-- Start of READING TEXT --

Start by importing the necessary libraries and loading the SpaCy language model.

python


In [3]:
#Import the regular expressions (regex) library.
# Regex allows us to search for and manipulate text based on patterns.
import re

# Regular Expressions (Regex) in Python

## Overview
Regular Expressions (Regex) is a powerful library for text pattern matching and manipulation in Python. It provides tools for searching, matching, and modifying strings based on patterns.

## Documentation & Resources
- [Official Python Regex Documentation](https://docs.python.org/3/library/re.html)
- [Regular Expression HOWTO](https://docs.python.org/3/howto/regex.html)
- [Regex Testing Tool](https://regex101.com/) - Interactive regex pattern tester

## Key Features
The `re` module in Python provides:
- Pattern matching in strings
- Text validation
- Complex string manipulations
- Search and replace functionality



# Common Pattern Symbols in Regular Expressions

| Symbol | Description |
|--------|-------------|
| `.` | Any character except newline |
| `^` | Start of string |
| `$` | End of string |
| `*` | Zero or more occurrences |
| `+` | One or more occurrences |
| `?` | Zero or one occurrence |
| `{n}` | Exactly n occurrences |
| `{n,}` | n or more occurrences |
| `{n,m}` | Between n and m occurrences |
| `[]` | Set of characters |
| `[^]` | Complement of set |
| `\d` | Digit [0-9] |
| `\D` | Non-digit |
| `\w` | Word character [a-zA-Z0-9_] |
| `\W` | Non-word character |
| `\s` | Whitespace |
| `\S` | Non-whitespace |
| `\b` | Word boundary |
| `\B` | Non-word boundary |

#### Main Regex Methods:


In [4]:
# 1. re.match(pattern, string)
# Checks if pattern matches at the BEGINNING of the string
text = "Hello World"
result = re.match(r'Hello', text)  # Matches
print(result)
result = re.match(r'World', text)  # Doesn't match (not at start)
print(result)


<re.Match object; span=(0, 5), match='Hello'>
None


In [5]:
# 2. re.search(pattern, string)
# Searches for pattern ANYWHERE in the string
text = "Hello World"
result = re.search(r'World', text)  # Matches
print(result)

-- End of READING TEXT --

[REQUIREMENTS]:
Please answer these questions on the regex tutorial above, numbering your answers to match.
1. Which symbol in the table stands for "One or more occurrences"?
2. According to the code comment, where in the string does re.match check for the pattern?
3. What web address is listed for the interactive regex pattern tester?

-- Start of STORED ROWS --

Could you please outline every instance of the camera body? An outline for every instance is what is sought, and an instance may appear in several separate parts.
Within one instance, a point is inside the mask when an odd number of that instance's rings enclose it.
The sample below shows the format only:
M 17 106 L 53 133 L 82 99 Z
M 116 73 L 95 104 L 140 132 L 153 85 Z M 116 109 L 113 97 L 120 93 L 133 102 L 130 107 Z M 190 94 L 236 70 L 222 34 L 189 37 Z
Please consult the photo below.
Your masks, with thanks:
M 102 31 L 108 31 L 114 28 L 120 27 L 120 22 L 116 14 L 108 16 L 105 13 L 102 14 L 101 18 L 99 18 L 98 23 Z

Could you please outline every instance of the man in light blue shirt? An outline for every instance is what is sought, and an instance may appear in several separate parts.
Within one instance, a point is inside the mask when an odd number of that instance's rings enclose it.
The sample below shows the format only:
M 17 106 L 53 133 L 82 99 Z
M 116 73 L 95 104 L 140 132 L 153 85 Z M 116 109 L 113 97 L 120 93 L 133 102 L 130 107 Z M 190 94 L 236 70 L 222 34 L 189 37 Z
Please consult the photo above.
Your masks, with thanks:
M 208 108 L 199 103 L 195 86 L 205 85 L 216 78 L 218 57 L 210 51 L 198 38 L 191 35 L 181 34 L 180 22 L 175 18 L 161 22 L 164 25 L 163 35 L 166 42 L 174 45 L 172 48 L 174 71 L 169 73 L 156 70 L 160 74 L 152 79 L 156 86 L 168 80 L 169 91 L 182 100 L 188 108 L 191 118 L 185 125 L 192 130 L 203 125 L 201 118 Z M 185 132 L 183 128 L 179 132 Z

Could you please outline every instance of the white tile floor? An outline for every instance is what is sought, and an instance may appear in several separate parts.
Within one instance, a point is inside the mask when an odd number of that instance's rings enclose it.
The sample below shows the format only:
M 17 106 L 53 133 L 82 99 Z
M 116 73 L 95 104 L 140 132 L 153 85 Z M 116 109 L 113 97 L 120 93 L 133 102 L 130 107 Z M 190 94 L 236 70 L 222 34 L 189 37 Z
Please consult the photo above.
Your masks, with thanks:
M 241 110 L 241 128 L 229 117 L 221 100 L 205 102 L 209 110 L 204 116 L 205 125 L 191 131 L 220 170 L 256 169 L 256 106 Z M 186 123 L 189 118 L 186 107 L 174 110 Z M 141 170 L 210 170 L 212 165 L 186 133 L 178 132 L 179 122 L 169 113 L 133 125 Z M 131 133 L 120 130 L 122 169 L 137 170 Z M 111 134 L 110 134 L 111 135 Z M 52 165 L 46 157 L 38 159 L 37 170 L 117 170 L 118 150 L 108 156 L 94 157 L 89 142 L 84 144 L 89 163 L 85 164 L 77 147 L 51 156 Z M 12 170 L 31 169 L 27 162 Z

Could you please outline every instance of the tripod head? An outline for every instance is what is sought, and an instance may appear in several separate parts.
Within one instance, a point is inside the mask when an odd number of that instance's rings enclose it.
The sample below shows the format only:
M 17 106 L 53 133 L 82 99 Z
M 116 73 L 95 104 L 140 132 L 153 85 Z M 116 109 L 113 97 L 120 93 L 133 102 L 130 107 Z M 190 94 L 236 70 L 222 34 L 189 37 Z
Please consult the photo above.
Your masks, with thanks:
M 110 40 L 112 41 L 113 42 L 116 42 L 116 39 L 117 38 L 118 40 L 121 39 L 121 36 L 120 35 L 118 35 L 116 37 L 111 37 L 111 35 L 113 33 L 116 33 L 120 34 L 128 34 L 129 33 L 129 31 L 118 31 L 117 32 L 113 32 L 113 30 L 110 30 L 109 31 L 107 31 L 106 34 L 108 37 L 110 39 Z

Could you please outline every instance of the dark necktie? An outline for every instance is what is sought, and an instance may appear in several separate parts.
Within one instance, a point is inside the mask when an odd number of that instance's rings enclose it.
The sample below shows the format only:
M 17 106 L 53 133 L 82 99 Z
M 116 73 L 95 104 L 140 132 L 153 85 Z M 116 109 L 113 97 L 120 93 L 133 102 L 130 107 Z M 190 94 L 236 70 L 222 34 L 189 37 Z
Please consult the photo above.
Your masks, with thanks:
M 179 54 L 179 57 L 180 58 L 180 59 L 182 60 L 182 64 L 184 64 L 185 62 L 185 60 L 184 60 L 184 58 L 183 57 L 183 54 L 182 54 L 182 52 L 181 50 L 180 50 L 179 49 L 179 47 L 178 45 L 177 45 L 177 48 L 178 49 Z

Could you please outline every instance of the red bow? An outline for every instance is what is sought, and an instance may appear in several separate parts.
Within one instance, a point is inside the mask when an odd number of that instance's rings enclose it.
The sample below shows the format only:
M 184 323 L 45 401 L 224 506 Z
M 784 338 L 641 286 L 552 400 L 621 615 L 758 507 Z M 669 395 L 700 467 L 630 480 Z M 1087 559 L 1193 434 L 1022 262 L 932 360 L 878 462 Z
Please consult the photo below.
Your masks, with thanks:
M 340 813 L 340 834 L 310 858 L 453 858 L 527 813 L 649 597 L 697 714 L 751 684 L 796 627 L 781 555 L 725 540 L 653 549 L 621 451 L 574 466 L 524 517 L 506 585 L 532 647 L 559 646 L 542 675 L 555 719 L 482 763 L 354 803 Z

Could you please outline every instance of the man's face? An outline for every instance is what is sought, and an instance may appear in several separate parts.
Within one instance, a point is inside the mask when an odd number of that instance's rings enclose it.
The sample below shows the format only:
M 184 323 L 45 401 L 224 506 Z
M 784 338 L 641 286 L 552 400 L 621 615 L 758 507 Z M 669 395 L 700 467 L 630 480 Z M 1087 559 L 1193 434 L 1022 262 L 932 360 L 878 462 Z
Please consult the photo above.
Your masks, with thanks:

-- End of STORED ROWS --

[COMPLETED EXERCISE]:
1. `+`
2. At the beginning of the string.
3. https://regex101.com/